--- START ---

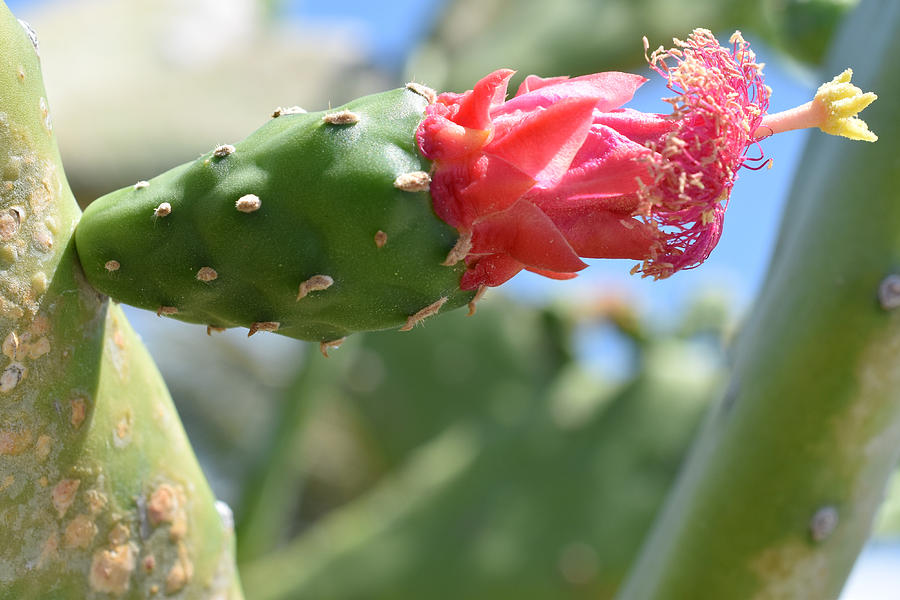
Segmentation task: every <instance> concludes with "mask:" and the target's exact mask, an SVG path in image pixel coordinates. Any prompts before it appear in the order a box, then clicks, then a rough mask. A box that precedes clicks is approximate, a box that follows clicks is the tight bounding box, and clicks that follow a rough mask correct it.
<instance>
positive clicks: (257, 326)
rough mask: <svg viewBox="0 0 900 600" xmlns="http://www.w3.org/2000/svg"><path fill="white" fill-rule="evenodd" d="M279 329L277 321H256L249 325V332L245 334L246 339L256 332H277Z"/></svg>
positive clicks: (279, 323)
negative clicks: (249, 327) (273, 331)
mask: <svg viewBox="0 0 900 600" xmlns="http://www.w3.org/2000/svg"><path fill="white" fill-rule="evenodd" d="M279 327H281V323H279V322H278V321H257V322H256V323H251V324H250V331H248V332H247V337H250V336H251V335H253V334H254V333H256V332H257V331H278V328H279Z"/></svg>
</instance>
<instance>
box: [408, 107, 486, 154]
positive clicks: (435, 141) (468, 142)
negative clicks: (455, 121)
mask: <svg viewBox="0 0 900 600" xmlns="http://www.w3.org/2000/svg"><path fill="white" fill-rule="evenodd" d="M489 135H490V131H489V130H484V129H467V128H465V127H462V126H461V125H457V124H456V123H454V122H453V121H451V120H450V119H447V118H446V117H443V116H440V115H436V114H435V115H429V116H427V117H425V120H424V121H422V123H421V124H420V125H419V128H418V129H417V130H416V141H417V142H418V144H419V149H420V150H421V151H422V154H424V155H425V156H426V157H427V158H429V159H431V160H439V161H442V160H450V159H453V158H458V157H460V156H464V155H466V154H470V153H472V152H474V151H476V150H478V149H479V148H481V147H482V146H483V145H484V144H485V142H486V141H487V139H488V136H489Z"/></svg>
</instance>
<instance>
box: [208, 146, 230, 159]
mask: <svg viewBox="0 0 900 600" xmlns="http://www.w3.org/2000/svg"><path fill="white" fill-rule="evenodd" d="M234 151H235V147H234V146H232V145H231V144H222V145H221V146H216V149H215V150H213V156H215V157H216V158H225V157H226V156H228V155H229V154H234Z"/></svg>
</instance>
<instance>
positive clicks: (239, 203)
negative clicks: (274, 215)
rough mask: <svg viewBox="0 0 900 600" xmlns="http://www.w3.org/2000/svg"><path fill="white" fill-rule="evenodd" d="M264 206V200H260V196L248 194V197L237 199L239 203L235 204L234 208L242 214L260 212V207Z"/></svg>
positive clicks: (234, 203)
mask: <svg viewBox="0 0 900 600" xmlns="http://www.w3.org/2000/svg"><path fill="white" fill-rule="evenodd" d="M260 206H262V200H260V199H259V196H257V195H256V194H247V195H246V196H241V197H240V198H238V199H237V202H235V203H234V207H235V208H236V209H238V210H239V211H241V212H247V213H249V212H253V211H255V210H259V207H260Z"/></svg>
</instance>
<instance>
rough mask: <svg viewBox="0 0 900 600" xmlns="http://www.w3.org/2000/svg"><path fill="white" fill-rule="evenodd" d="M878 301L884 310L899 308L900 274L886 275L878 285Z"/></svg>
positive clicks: (888, 309) (899, 296)
mask: <svg viewBox="0 0 900 600" xmlns="http://www.w3.org/2000/svg"><path fill="white" fill-rule="evenodd" d="M878 301H879V302H881V308H883V309H884V310H893V309H895V308H900V275H888V276H887V277H885V278H884V279H883V280H882V282H881V285H880V286H879V287H878Z"/></svg>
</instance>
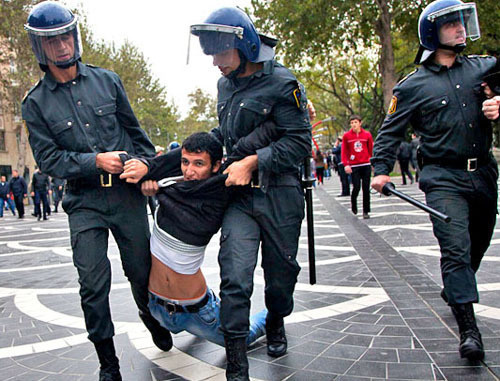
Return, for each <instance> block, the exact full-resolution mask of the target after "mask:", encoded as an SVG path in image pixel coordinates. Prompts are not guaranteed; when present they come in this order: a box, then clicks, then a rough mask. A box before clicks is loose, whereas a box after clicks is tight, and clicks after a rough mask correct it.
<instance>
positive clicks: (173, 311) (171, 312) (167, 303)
mask: <svg viewBox="0 0 500 381" xmlns="http://www.w3.org/2000/svg"><path fill="white" fill-rule="evenodd" d="M210 292H211V291H210ZM149 298H150V299H153V300H154V301H155V303H158V304H159V305H160V306H162V307H163V308H165V309H166V310H167V311H168V313H169V314H174V313H179V312H180V313H183V312H187V313H196V312H198V311H199V310H200V309H201V308H202V307H204V306H205V305H206V304H207V303H208V299H209V298H210V295H209V293H208V292H207V293H206V294H205V296H204V297H203V299H202V300H200V301H199V302H197V303H195V304H188V305H181V304H176V303H172V302H169V301H168V300H165V299H162V298H160V297H159V296H157V295H155V294H153V293H151V292H149Z"/></svg>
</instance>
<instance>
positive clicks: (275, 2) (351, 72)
mask: <svg viewBox="0 0 500 381" xmlns="http://www.w3.org/2000/svg"><path fill="white" fill-rule="evenodd" d="M428 3H429V2H428V1H423V0H367V1H363V2H357V3H355V2H353V1H345V0H307V1H305V0H272V1H271V0H264V1H262V0H252V7H253V10H254V14H255V17H256V25H257V26H258V27H259V29H261V30H263V31H264V32H267V33H270V34H272V35H275V36H276V37H278V38H279V40H280V43H279V44H278V48H277V55H278V59H279V58H283V59H284V62H285V64H286V65H287V66H289V67H291V68H292V69H295V71H296V74H297V77H298V78H299V79H300V80H301V81H303V82H304V83H305V85H306V88H307V90H308V97H309V98H310V99H312V100H313V101H314V103H315V105H316V106H317V107H316V108H317V111H318V114H319V116H321V113H324V115H325V116H328V115H333V116H335V117H336V118H337V119H336V121H335V122H334V123H335V124H334V126H335V125H336V127H335V129H337V128H338V127H347V123H346V116H348V114H350V113H353V112H355V113H359V114H361V115H362V116H363V117H364V120H365V122H367V123H366V125H368V126H372V128H371V130H372V133H374V134H376V130H377V128H378V126H380V124H381V122H382V120H383V118H384V116H385V110H387V106H388V103H389V101H390V99H391V96H392V88H393V86H394V85H395V84H396V82H397V81H398V80H399V79H401V78H403V77H404V76H405V75H407V74H408V73H409V72H410V71H411V70H413V69H414V64H413V60H414V57H415V55H416V53H417V50H418V46H419V42H418V34H417V30H418V17H419V15H420V13H421V11H422V10H423V8H424V6H425V5H427V4H428ZM477 7H478V13H479V20H480V23H481V26H482V38H481V39H480V40H478V41H476V42H474V43H472V44H469V45H470V46H469V47H468V49H467V52H468V53H469V54H485V53H490V54H497V55H498V53H499V49H500V48H499V44H498V33H499V32H498V31H499V30H500V25H499V23H500V20H499V18H498V14H499V12H500V9H499V8H500V4H499V2H498V0H481V1H478V2H477ZM280 56H281V57H280Z"/></svg>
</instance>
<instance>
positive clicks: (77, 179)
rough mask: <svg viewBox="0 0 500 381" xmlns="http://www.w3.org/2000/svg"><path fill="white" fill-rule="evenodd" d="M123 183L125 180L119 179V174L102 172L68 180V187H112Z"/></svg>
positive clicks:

--- END ---

Copy the records from their start through the line containing "positive clicks: (257, 326)", both ends included, and switch "prompts" to "cues" while keeping everything else the same. Leave the pictures out of your answer.

• YOUR SOLUTION
Segmentation task: every <instance> concludes with "mask:" and the target's exact mask, an SVG path in image pixel coordinates. Any cues before it appear in the order a box, then clicks, then a rough mask. A box that precedes clicks is approximate, a box that follows clicks is the tight bounding box, and clicks that follow a rough mask correct it.
<instance>
positive clicks: (257, 326)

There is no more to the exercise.